# Sites near Eden project?



## 88928 (May 10, 2005)

Hi all,

Can anyone recommend a site near to the Eden Project, which is open in November?

Any info will be appreciated

Thanks
David & Angie


----------



## DABurleigh (May 9, 2005)

CL 1.5 miles away from Eden Project (worth checking by phone first).
MR & MRS W. THOMAS, OAK LODGE, BOSCUNDLE, ST AUSTELL PL25 3RJ 
[Tel:~ 01726 813348]
1½ac, el pts, Lanhydrock House NT 8m, sandy beach 1m, open all year. 
GPS Lat: 50.34445953 Long: -4.743497372

or
http://www.trewhiddle.co.uk/touring_park.asp
or
http://www.crinniscamping.co.uk/home.asp

Dave


----------



## Vita (May 16, 2005)

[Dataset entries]
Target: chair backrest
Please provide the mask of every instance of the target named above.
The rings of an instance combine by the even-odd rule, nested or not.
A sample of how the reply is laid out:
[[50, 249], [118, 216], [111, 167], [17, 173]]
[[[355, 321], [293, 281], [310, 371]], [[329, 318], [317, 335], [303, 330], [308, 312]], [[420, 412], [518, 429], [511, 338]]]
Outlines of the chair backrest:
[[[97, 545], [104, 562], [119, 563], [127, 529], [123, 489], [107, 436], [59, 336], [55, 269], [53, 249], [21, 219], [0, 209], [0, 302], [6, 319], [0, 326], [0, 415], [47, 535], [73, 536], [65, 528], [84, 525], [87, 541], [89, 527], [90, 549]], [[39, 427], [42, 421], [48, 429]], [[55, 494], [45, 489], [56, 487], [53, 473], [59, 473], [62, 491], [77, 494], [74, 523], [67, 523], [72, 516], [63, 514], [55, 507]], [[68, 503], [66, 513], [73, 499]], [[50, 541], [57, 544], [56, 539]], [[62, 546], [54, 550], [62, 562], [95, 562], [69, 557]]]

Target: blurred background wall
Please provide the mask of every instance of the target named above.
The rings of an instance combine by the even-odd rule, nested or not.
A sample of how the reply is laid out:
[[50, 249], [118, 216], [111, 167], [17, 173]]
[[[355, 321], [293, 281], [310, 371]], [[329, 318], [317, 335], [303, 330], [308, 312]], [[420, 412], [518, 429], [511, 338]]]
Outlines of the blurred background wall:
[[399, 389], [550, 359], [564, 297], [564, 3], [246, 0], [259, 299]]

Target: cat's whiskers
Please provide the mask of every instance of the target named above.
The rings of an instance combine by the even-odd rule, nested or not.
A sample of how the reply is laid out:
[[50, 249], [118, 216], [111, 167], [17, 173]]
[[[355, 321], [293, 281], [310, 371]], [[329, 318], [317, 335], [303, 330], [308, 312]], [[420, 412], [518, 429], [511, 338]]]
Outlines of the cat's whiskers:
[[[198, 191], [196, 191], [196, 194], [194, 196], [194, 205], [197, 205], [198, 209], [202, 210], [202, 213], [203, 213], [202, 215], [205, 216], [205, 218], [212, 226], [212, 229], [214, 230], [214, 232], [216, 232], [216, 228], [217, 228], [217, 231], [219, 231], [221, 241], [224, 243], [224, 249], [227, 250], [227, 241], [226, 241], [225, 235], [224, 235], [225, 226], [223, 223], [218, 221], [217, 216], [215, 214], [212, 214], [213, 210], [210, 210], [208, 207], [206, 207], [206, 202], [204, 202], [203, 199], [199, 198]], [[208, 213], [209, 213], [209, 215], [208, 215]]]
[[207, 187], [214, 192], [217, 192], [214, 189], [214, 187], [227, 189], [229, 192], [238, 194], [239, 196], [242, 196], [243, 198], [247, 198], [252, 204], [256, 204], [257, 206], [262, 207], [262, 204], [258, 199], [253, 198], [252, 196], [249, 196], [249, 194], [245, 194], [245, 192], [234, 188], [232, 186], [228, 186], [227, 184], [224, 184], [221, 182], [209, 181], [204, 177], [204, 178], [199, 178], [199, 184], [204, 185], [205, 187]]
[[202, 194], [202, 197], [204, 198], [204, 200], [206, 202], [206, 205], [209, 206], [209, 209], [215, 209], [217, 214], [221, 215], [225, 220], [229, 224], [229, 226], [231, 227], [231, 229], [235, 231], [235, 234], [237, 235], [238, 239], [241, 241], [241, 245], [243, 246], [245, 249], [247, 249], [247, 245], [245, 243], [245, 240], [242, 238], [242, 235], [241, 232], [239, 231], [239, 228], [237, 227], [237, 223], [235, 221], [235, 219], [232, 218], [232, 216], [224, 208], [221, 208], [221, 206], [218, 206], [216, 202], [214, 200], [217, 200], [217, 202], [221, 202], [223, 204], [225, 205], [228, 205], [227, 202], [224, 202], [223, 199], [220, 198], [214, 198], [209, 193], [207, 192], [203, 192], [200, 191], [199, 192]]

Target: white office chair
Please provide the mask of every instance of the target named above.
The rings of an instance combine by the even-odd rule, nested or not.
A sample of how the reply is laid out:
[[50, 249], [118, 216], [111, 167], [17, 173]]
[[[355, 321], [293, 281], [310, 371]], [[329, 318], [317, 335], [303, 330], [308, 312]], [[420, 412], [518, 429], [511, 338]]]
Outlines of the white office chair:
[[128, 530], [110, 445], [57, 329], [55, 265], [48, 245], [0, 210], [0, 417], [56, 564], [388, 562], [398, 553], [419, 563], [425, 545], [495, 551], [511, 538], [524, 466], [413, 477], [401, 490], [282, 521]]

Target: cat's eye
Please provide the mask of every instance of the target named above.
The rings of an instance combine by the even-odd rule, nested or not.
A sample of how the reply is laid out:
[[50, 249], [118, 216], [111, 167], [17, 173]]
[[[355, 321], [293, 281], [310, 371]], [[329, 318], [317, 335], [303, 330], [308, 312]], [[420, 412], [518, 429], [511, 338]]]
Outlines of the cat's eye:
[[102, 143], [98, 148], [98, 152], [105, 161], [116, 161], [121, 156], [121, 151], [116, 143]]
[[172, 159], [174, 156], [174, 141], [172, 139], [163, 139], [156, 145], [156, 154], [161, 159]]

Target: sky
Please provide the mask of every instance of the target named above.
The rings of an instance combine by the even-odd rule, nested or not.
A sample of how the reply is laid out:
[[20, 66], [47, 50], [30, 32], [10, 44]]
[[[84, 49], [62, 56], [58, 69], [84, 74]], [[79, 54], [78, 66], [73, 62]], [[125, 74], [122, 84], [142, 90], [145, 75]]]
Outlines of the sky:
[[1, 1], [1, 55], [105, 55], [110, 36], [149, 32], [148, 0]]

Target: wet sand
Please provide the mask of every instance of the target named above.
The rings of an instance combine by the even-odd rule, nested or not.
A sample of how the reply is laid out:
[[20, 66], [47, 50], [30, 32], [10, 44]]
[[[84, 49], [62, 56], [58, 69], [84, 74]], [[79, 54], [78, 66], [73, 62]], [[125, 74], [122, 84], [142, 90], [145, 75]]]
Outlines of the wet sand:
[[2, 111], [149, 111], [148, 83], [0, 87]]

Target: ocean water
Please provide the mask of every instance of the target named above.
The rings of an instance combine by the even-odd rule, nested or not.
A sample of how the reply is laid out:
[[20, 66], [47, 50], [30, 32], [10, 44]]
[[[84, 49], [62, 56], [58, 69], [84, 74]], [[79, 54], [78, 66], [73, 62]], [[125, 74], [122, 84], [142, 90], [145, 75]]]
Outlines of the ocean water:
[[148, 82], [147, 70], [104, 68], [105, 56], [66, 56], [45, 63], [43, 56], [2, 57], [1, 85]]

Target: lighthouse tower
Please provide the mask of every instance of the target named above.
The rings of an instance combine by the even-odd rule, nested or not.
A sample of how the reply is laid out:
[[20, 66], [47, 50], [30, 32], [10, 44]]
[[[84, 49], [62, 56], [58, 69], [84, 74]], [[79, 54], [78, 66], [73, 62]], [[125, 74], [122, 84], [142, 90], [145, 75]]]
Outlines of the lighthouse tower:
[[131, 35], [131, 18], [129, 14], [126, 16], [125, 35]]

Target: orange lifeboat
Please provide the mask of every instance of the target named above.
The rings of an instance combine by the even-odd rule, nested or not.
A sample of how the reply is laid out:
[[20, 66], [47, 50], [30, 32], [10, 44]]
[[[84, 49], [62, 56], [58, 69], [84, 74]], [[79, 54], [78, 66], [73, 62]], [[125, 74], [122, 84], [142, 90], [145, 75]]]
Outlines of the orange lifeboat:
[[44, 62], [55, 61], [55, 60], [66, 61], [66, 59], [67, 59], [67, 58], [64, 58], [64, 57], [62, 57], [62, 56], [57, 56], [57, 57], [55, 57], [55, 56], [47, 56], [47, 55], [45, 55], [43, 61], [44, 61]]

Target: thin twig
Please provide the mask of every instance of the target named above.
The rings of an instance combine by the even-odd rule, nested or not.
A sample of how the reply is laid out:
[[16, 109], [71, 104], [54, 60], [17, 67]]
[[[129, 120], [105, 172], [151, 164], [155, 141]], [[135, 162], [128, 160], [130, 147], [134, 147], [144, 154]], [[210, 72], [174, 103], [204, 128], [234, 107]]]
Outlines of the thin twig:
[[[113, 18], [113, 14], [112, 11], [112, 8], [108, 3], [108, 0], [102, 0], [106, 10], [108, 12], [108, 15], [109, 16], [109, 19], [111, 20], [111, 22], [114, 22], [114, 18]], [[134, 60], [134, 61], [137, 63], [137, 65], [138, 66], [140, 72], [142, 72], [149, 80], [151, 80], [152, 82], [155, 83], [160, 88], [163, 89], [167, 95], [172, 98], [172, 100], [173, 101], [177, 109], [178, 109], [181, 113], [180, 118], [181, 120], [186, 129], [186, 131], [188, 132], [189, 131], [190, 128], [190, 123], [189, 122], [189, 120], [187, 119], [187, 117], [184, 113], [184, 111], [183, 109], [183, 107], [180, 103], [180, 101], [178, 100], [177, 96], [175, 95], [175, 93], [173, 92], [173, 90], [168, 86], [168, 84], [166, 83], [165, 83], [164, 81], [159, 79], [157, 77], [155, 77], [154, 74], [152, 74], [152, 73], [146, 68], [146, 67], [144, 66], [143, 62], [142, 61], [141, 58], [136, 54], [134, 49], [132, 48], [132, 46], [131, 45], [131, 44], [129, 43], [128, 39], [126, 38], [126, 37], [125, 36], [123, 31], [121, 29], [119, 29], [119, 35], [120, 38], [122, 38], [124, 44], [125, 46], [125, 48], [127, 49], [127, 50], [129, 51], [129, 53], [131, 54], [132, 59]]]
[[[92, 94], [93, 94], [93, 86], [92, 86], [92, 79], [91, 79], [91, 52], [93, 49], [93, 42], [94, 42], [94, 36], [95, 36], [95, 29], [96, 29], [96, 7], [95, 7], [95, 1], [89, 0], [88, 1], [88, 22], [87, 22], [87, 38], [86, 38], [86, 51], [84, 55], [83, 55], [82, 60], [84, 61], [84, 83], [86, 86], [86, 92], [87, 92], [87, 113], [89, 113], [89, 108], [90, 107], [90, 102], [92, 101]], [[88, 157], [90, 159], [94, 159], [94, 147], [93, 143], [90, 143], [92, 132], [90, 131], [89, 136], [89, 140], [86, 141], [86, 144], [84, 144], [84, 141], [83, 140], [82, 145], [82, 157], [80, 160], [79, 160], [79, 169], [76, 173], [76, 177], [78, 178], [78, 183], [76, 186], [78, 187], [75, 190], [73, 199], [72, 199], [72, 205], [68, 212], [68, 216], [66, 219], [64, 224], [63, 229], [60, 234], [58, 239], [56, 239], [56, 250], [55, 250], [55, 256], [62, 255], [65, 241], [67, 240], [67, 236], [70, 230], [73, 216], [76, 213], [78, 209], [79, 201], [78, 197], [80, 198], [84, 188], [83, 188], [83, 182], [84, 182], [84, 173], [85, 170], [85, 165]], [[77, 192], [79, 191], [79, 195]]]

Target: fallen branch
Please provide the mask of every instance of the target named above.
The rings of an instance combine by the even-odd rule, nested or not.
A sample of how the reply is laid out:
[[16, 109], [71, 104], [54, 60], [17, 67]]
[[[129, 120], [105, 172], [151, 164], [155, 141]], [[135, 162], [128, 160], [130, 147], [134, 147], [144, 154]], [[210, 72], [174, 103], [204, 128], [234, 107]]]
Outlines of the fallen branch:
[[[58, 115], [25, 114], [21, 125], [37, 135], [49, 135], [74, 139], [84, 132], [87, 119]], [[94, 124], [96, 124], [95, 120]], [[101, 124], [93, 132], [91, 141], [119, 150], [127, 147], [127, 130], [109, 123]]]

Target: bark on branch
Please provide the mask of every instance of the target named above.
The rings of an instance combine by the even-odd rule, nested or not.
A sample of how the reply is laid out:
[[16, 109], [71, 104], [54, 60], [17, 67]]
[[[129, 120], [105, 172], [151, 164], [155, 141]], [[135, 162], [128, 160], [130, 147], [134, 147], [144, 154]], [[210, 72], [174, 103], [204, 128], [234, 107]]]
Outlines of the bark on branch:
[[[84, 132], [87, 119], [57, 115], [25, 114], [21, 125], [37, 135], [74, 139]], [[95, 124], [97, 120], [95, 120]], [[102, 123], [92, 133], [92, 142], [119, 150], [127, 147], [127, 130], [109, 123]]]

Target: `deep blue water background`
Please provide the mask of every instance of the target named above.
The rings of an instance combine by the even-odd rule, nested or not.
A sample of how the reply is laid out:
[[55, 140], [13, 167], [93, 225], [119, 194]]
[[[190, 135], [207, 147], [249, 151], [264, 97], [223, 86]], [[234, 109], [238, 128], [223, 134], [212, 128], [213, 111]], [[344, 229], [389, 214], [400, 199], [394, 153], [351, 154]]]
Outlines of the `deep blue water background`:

PROBLEMS AND TASKS:
[1] From the Eden Project forum thread, return the passage that begins at the words "MR & MRS W." and stops after the words "open all year.".
[2] Sum up the Eden Project forum thread in two sentences.
[3] Write what comes next in the Eden Project forum thread, picking up after its last line.

RESPONSES TO THE TASKS:
[1]
MR & MRS W. THOMAS, OAK LODGE, BOSCUNDLE, ST AUSTELL PL25 3RJ 
[Tel:~ 01726 813348]
1½ac, el pts, Lanhydrock House NT 8m, sandy beach 1m, open all year.

[2] David & Angie asked for a recommended site near the Eden Project that is open in November. DABurleigh replied with a CL 1.5 miles away at Oak Lodge, Boscundle, St Austell, which is open all year and worth checking by phone first, and also gave links for Trewhiddle and Crinnis camping.

[3]
*Sites near Eden Project*

We stayed at Powderham Castle Tourist Park near Lostwithiel last year when it had just been taken over by new owners - it was a bit basic but huge pitches. Not sure if open in November tho' - 01208 872277. I don't remember any hardstandings and it is pretty wet here in Cornwall at the moment.
Carnon Downs Park is supposed to be pretty good, near Truro - 01872820762 - and open all year. Vita


----------



## Grizzly (May 9, 2005)

We spent Monday night at Chiverton Park near St Agnes ( 5 miles from Truro)
just off the A30

Looks like a brand new site, certainly all the facilities were first class with heated shower rooms, satellite TV on each pitch and even a sauna and gym ! There was hard standing. The site is open all year except in January. We were charged £8 for the night. There is a pub within walking distance and a Little Chef too ( !) We had the place to ourselves.

It was certainly wet in Cornwall this week and we did have problems finding an all-weather site that was open.

www.chivertonpark.co.uk
tel 01872 560 667

G


----------



## peterandirene (May 9, 2005)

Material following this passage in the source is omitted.